- Action item: Write out the records again, exactly, leaving none out.

##### Information given #####

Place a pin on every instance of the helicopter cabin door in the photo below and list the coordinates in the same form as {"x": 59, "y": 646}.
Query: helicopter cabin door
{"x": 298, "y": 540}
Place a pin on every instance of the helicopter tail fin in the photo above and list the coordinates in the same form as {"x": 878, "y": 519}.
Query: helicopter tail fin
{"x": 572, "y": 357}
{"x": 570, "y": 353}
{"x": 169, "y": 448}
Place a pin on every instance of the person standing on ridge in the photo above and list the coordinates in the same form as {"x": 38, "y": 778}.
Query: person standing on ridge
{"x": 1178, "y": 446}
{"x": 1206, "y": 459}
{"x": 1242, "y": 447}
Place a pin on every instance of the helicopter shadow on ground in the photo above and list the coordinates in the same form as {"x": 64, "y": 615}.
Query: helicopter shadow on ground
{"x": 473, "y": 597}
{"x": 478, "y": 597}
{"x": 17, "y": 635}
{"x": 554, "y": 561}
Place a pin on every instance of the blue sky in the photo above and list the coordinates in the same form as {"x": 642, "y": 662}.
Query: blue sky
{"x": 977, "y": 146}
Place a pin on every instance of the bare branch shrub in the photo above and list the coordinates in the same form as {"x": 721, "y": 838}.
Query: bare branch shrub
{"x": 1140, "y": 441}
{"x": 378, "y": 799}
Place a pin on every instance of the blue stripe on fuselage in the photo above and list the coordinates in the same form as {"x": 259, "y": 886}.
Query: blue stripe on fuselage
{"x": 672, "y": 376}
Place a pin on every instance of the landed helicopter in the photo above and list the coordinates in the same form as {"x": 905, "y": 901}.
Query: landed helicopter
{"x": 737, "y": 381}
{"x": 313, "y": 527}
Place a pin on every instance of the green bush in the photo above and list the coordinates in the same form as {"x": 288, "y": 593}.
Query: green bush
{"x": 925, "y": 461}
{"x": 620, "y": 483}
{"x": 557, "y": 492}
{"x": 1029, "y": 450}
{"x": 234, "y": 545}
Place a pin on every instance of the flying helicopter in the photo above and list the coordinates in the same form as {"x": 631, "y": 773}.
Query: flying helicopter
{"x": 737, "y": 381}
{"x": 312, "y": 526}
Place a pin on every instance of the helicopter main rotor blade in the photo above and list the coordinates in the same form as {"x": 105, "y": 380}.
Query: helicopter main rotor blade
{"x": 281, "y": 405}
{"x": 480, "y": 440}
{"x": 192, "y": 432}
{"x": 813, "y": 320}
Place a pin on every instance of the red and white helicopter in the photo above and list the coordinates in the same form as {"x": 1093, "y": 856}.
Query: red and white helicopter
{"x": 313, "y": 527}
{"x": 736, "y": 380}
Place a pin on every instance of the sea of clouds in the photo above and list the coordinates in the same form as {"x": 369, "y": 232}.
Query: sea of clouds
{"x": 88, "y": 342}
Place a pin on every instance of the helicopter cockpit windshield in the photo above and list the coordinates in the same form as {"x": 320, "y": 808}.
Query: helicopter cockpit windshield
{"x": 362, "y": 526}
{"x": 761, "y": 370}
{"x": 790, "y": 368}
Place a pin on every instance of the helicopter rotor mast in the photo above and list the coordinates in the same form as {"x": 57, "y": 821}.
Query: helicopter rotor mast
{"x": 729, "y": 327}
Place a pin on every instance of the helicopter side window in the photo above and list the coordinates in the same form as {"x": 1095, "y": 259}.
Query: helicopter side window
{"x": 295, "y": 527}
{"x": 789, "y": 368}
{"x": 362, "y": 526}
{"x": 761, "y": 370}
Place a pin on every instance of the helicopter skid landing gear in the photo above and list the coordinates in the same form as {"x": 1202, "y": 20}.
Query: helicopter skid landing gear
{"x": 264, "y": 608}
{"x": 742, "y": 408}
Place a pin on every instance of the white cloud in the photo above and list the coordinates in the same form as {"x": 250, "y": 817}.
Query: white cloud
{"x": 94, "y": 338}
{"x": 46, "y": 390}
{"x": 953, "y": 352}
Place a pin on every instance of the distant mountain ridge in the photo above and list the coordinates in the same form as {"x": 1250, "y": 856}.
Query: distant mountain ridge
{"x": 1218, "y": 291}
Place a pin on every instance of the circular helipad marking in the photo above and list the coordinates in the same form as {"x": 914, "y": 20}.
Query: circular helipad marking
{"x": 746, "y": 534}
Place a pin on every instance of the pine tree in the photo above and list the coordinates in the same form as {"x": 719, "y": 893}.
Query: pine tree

#####

- Result of this task:
Place a pin on every instance of the helicopter cabin door in the photo below and list the coordinates in the same form as {"x": 59, "y": 646}.
Query: helicopter cabin door
{"x": 298, "y": 540}
Place a pin on every instance of the helicopter tail fin in the photo above and list the coordinates in the same form as {"x": 878, "y": 519}.
Query: helicopter tail fin
{"x": 572, "y": 357}
{"x": 570, "y": 353}
{"x": 169, "y": 448}
Place a pin on every instance of the person standing on ridge in the photo above and list the coordinates in the same form as {"x": 38, "y": 778}.
Query: person standing on ridge
{"x": 1178, "y": 446}
{"x": 1206, "y": 459}
{"x": 1242, "y": 447}
Place a pin on every instance of the helicopter shadow on ground in the photo above and list the coordinates in the same form as {"x": 64, "y": 615}.
Query: helicopter shadow on ground
{"x": 473, "y": 597}
{"x": 478, "y": 597}
{"x": 17, "y": 635}
{"x": 554, "y": 561}
Place a pin on every instance of the blue sky in the photo above and list the coordinates in the same form as {"x": 642, "y": 662}.
Query: blue sky
{"x": 977, "y": 146}
Place a pin on every instance of the bare branch shrub in the photo above and list the coordinates in the same form as {"x": 721, "y": 838}.
Query: bare branch shrub
{"x": 1140, "y": 441}
{"x": 378, "y": 799}
Place a pin on every instance of the blue stripe on fuselage in the photo above and list the coordinates in the same form as {"x": 259, "y": 886}.
Query: blue stripe on fuselage
{"x": 672, "y": 376}
Place a pin on every instance of the landed helicopter in the photo above and list the coordinates in the same form as {"x": 905, "y": 901}.
Query: landed helicopter
{"x": 737, "y": 381}
{"x": 313, "y": 527}
Place a pin on every instance of the green bush in the photo above and list the coordinates in the same form as {"x": 288, "y": 593}.
Query: green bush
{"x": 925, "y": 461}
{"x": 620, "y": 483}
{"x": 557, "y": 492}
{"x": 1029, "y": 450}
{"x": 234, "y": 545}
Place a pin on every instance of the flying helicopter in the photo above and list the coordinates in the same form as {"x": 631, "y": 773}.
Query: flying helicopter
{"x": 737, "y": 381}
{"x": 312, "y": 526}
Place a pin on every instance of the helicopter main rotor blade in the photo above and list the coordinates in the same form as {"x": 105, "y": 380}.
Query: helicopter main rotor blade
{"x": 281, "y": 405}
{"x": 480, "y": 440}
{"x": 192, "y": 432}
{"x": 813, "y": 320}
Place a pin on every instance of the red and white helicopter in the photo above and list the coordinates in the same form as {"x": 1093, "y": 856}.
Query: red and white helicopter
{"x": 313, "y": 527}
{"x": 736, "y": 380}
Place a pin on every instance of the sea of clouds in the photo above and list the coordinates in the same form as {"x": 369, "y": 232}.
Query: sea of clouds
{"x": 88, "y": 342}
Place a pin on every instance of the helicopter cockpit windshield in the photo above and list the coordinates in the same form as {"x": 320, "y": 808}.
Query: helicopter cockpit windshield
{"x": 362, "y": 526}
{"x": 761, "y": 370}
{"x": 790, "y": 368}
Place a pin on every instance of the helicopter rotor mast in the photo above and list the coordinates in the same form as {"x": 57, "y": 821}.
Query: helicopter rotor mast
{"x": 729, "y": 327}
Place a pin on every instance of the helicopter side window in the photo above and list the coordinates in the same form as {"x": 1095, "y": 259}.
Query: helicopter side window
{"x": 295, "y": 527}
{"x": 789, "y": 368}
{"x": 362, "y": 526}
{"x": 761, "y": 370}
Place a pin on every instance of the helicopter skid landing gear in the photo above and list the coordinates in the same form as {"x": 1202, "y": 20}.
Query: helicopter skid landing gear
{"x": 264, "y": 608}
{"x": 742, "y": 408}
Place a pin on every instance of the white cloud in the photo above and list the coordinates in the same form as {"x": 250, "y": 817}.
Query: white cloud
{"x": 94, "y": 338}
{"x": 46, "y": 390}
{"x": 953, "y": 352}
Place a pin on every instance of the distant mountain ridge in the photo above and list the coordinates in the same form as {"x": 1250, "y": 856}.
Query: distant mountain ridge
{"x": 1218, "y": 291}
Place a pin on every instance of the circular helipad marking in the photo above and list the coordinates in the same form as {"x": 914, "y": 20}.
Query: circular helipad marking
{"x": 746, "y": 534}
Place a pin on every instance of the pine tree in the photo above and list the coordinates in the same form as {"x": 719, "y": 893}.
Query: pine tree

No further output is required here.